GIVEN EXERCISE:
Count the lines in the rows below that contain the string "brick". Reply with the number alone.

── MATERIAL SHOWN

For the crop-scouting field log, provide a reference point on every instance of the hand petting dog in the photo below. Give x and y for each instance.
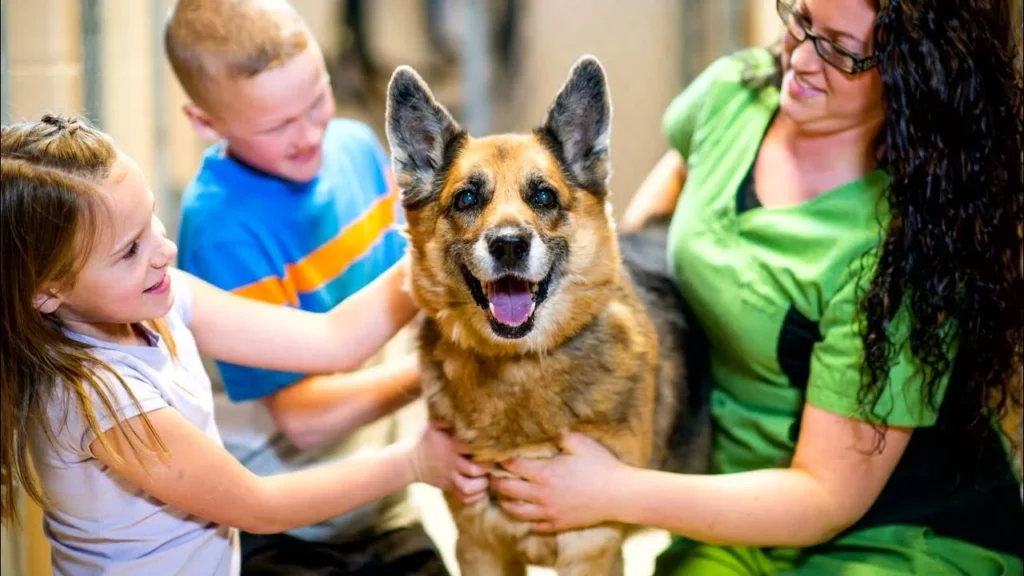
(563, 492)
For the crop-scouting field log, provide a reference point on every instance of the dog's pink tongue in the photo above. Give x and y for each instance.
(510, 300)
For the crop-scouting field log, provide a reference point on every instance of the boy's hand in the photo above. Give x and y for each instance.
(436, 459)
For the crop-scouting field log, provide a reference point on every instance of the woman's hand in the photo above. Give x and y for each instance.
(437, 459)
(571, 490)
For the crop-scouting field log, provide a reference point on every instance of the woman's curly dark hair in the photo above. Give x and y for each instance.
(951, 255)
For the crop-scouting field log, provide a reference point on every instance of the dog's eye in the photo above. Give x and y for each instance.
(466, 199)
(544, 198)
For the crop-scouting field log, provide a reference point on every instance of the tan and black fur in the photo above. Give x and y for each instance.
(602, 350)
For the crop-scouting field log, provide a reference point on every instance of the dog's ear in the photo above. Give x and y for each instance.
(422, 134)
(578, 127)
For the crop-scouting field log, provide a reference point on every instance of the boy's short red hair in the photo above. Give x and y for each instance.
(208, 41)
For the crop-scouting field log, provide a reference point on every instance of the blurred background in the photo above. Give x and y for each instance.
(495, 64)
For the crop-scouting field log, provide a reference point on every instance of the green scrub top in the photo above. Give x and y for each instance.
(774, 290)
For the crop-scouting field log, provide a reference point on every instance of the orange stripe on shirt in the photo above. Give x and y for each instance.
(327, 262)
(270, 289)
(333, 258)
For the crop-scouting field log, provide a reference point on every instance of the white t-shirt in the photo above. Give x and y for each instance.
(99, 524)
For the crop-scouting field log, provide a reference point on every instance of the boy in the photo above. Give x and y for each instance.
(297, 208)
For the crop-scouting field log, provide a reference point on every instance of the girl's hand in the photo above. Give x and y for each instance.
(571, 490)
(437, 460)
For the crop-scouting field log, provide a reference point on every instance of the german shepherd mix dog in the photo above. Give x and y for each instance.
(534, 325)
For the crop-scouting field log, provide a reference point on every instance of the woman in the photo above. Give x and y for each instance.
(847, 229)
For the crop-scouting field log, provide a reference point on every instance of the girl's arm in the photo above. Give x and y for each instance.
(201, 478)
(657, 194)
(240, 330)
(833, 481)
(321, 409)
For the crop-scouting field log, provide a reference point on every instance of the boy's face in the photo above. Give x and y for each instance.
(275, 120)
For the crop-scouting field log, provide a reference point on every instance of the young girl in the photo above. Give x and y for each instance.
(102, 384)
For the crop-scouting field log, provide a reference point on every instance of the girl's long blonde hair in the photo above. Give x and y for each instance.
(51, 209)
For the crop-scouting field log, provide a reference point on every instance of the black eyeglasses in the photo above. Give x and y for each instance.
(837, 56)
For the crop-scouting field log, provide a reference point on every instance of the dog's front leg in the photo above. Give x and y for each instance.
(591, 551)
(609, 563)
(477, 559)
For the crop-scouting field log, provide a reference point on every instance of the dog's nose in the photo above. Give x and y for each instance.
(509, 249)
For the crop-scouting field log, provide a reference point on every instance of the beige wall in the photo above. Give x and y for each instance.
(44, 54)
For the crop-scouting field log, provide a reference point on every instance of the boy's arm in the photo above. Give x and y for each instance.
(240, 330)
(320, 409)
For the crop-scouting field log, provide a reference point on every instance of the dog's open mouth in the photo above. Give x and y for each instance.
(510, 301)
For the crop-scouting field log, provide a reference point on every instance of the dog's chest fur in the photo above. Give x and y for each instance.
(598, 381)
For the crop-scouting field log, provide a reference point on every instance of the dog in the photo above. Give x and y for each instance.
(538, 318)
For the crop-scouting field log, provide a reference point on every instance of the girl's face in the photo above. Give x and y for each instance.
(124, 281)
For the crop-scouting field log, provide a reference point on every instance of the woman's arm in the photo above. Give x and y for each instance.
(833, 481)
(657, 194)
(240, 330)
(321, 409)
(201, 478)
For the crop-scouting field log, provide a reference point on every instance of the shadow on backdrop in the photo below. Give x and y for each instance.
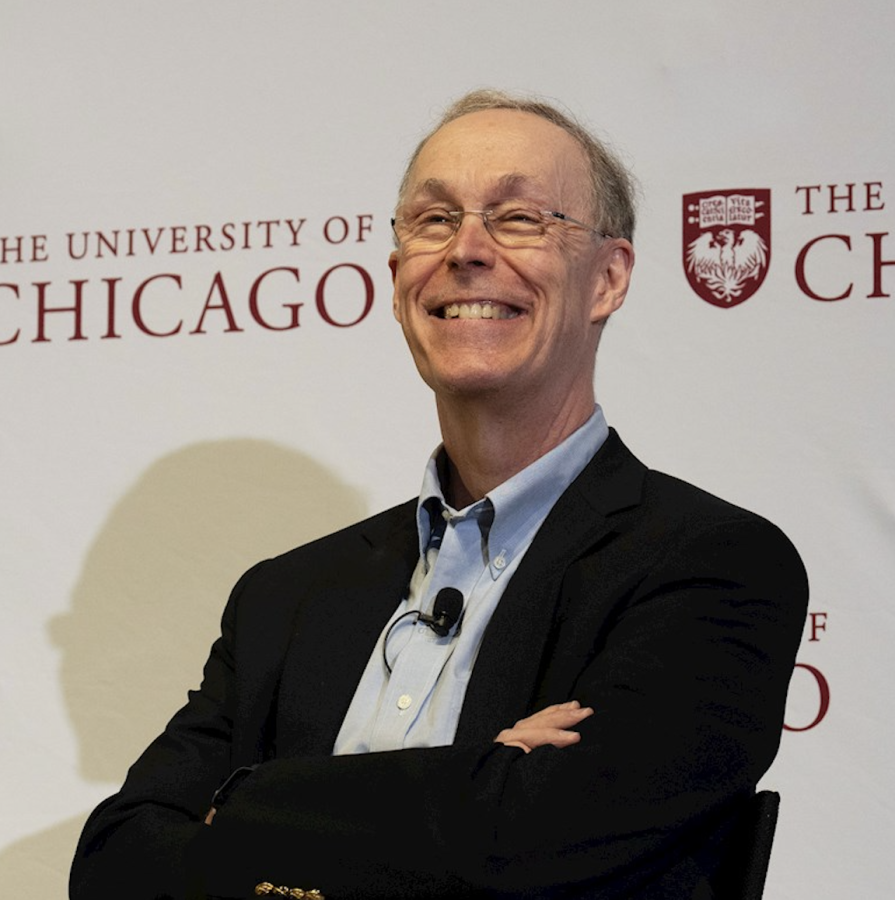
(148, 603)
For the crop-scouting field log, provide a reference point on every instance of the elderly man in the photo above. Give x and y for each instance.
(557, 673)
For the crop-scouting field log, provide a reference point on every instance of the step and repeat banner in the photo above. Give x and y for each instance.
(200, 367)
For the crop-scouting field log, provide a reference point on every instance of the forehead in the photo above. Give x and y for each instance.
(504, 150)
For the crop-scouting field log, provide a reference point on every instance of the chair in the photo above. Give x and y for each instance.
(743, 870)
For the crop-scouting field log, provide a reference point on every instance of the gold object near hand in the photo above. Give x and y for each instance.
(265, 888)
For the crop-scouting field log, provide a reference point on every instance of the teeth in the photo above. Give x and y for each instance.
(483, 310)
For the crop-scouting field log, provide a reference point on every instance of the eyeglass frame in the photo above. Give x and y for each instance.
(486, 214)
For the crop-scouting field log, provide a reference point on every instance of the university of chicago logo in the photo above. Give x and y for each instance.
(727, 243)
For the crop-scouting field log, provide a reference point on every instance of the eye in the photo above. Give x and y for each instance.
(434, 217)
(521, 216)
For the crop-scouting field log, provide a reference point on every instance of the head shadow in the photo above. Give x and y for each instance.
(147, 604)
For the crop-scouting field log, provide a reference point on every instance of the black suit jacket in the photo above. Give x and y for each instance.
(674, 614)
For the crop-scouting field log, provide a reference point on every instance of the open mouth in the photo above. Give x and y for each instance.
(479, 309)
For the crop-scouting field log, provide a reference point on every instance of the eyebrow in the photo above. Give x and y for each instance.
(506, 184)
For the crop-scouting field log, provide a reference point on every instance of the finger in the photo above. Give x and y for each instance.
(562, 716)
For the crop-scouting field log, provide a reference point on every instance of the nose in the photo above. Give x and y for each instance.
(472, 243)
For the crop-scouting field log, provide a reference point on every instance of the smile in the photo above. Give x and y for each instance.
(485, 309)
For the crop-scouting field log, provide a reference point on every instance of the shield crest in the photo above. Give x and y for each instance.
(727, 243)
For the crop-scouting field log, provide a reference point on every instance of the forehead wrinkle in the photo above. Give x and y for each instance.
(505, 186)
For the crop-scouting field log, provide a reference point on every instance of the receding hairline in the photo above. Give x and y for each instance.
(611, 185)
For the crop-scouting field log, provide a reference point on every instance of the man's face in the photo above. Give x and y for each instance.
(544, 303)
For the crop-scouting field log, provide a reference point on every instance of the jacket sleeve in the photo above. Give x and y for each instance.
(688, 677)
(687, 671)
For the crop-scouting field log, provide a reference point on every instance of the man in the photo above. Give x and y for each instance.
(556, 674)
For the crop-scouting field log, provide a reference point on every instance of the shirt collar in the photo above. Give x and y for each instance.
(512, 512)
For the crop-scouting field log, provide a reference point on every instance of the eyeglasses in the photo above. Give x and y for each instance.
(509, 225)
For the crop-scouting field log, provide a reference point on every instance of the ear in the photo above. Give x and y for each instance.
(613, 279)
(393, 265)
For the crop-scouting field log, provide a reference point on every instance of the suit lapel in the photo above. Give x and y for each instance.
(512, 662)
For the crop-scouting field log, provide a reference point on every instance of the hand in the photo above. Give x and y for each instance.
(547, 726)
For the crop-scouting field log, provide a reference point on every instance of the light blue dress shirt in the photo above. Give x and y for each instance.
(475, 550)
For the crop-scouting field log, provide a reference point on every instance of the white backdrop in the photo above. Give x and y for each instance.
(140, 474)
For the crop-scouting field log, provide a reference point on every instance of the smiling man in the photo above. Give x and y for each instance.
(556, 673)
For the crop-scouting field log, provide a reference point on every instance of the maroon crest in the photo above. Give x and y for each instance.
(727, 243)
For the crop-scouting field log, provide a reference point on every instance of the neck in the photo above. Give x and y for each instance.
(489, 442)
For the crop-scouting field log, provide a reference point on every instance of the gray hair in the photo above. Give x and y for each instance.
(612, 185)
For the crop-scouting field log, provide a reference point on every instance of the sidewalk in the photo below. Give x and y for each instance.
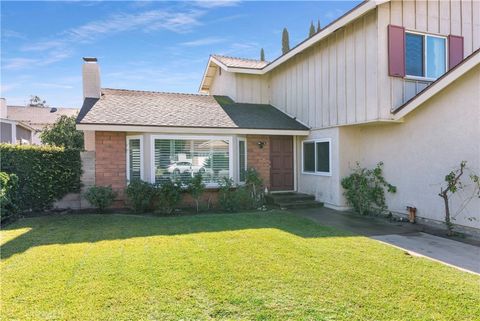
(406, 236)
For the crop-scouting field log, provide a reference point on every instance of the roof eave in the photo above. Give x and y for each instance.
(191, 130)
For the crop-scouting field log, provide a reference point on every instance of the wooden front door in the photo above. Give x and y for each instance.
(281, 160)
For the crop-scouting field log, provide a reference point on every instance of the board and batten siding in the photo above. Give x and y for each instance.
(442, 17)
(334, 82)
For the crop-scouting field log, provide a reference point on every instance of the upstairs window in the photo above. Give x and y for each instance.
(425, 55)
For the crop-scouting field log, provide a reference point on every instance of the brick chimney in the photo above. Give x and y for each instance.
(91, 78)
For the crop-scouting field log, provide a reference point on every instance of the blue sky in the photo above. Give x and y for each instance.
(149, 45)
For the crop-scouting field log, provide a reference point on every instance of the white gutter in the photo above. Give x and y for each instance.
(191, 130)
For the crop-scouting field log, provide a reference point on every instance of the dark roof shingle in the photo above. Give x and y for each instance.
(146, 108)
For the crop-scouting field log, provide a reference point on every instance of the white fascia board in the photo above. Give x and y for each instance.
(354, 14)
(439, 86)
(190, 130)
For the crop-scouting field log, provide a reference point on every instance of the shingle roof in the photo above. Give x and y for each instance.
(146, 108)
(38, 117)
(241, 62)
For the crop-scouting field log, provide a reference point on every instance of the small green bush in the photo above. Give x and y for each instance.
(365, 189)
(101, 197)
(254, 184)
(45, 173)
(228, 199)
(8, 196)
(141, 196)
(169, 195)
(196, 188)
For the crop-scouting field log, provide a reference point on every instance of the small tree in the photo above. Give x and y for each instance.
(36, 101)
(311, 32)
(196, 187)
(262, 55)
(285, 41)
(455, 184)
(63, 133)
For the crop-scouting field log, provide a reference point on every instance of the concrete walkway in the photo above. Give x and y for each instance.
(406, 236)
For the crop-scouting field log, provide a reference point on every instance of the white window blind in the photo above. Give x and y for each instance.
(242, 160)
(181, 159)
(134, 159)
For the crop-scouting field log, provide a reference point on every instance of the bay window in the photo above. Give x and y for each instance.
(316, 157)
(242, 160)
(175, 158)
(425, 55)
(134, 157)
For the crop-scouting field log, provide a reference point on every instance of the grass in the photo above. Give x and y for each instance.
(252, 266)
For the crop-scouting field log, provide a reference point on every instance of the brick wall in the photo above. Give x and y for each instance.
(110, 162)
(259, 158)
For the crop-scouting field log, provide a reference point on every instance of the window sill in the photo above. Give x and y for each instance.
(328, 174)
(419, 78)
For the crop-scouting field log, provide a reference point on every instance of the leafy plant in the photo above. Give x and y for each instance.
(365, 189)
(169, 195)
(196, 188)
(141, 195)
(254, 184)
(454, 184)
(63, 133)
(45, 173)
(8, 196)
(101, 197)
(227, 198)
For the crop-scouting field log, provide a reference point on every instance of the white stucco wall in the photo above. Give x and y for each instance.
(418, 153)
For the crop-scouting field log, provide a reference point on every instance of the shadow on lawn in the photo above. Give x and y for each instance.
(67, 229)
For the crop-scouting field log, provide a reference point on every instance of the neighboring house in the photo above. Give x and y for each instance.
(38, 117)
(11, 131)
(391, 81)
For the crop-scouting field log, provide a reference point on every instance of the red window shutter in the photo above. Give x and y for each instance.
(396, 51)
(455, 50)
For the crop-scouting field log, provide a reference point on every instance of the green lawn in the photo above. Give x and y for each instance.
(268, 266)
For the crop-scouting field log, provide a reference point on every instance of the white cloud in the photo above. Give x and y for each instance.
(216, 3)
(203, 42)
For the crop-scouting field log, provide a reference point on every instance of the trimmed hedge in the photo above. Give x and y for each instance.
(45, 173)
(8, 196)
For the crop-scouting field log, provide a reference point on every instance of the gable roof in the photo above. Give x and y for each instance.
(356, 12)
(159, 109)
(438, 85)
(38, 117)
(240, 62)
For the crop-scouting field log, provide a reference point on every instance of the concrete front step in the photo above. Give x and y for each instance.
(293, 200)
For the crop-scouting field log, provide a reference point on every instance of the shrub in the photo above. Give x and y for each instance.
(169, 195)
(365, 190)
(45, 173)
(254, 184)
(228, 199)
(101, 197)
(141, 195)
(196, 188)
(8, 196)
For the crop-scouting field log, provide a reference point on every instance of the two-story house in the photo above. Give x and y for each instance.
(390, 81)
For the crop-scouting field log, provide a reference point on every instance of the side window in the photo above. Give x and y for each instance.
(425, 55)
(134, 158)
(242, 160)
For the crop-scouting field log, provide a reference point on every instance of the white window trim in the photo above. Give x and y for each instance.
(315, 141)
(189, 137)
(142, 175)
(425, 61)
(242, 139)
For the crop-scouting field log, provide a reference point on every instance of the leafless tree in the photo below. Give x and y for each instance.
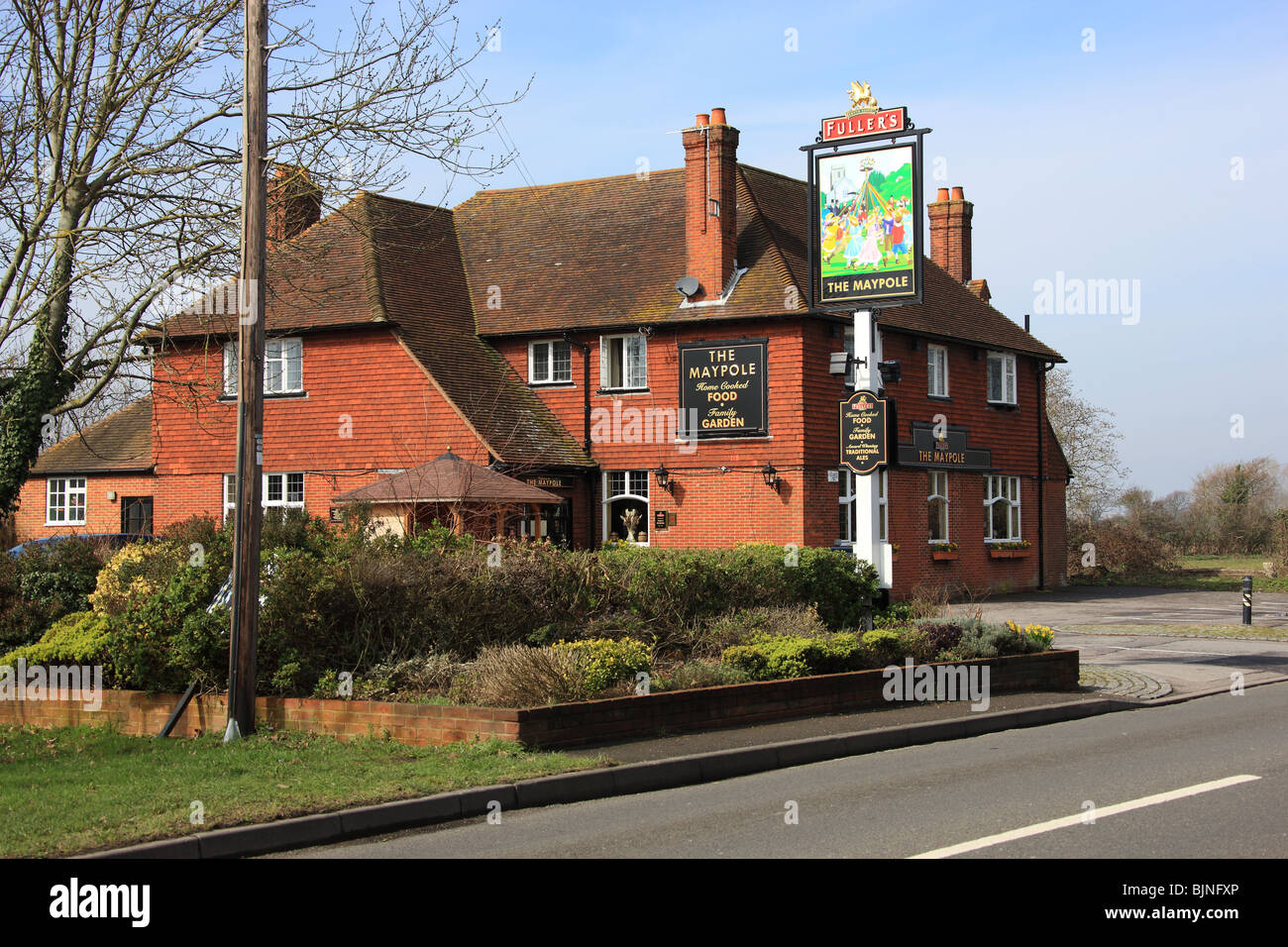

────

FULL RESPONSE:
2